> _Given problem_:
Copy the rows below with every "disc" switched to "circle" and nothing else changed, leaving the pictures out.

> _Given entries_:
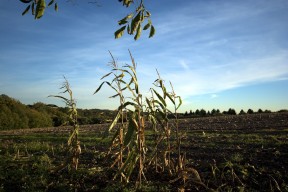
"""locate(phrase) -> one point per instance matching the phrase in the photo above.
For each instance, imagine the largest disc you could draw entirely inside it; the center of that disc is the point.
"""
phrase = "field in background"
(243, 152)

> _Reply_:
"""locate(phrase) -> one point per instance matching the phrase in the photo above.
For each instance, imagine the largest circle you could draw entirely inside it; the center of that circle is the point.
"""
phrase = "field in background"
(243, 152)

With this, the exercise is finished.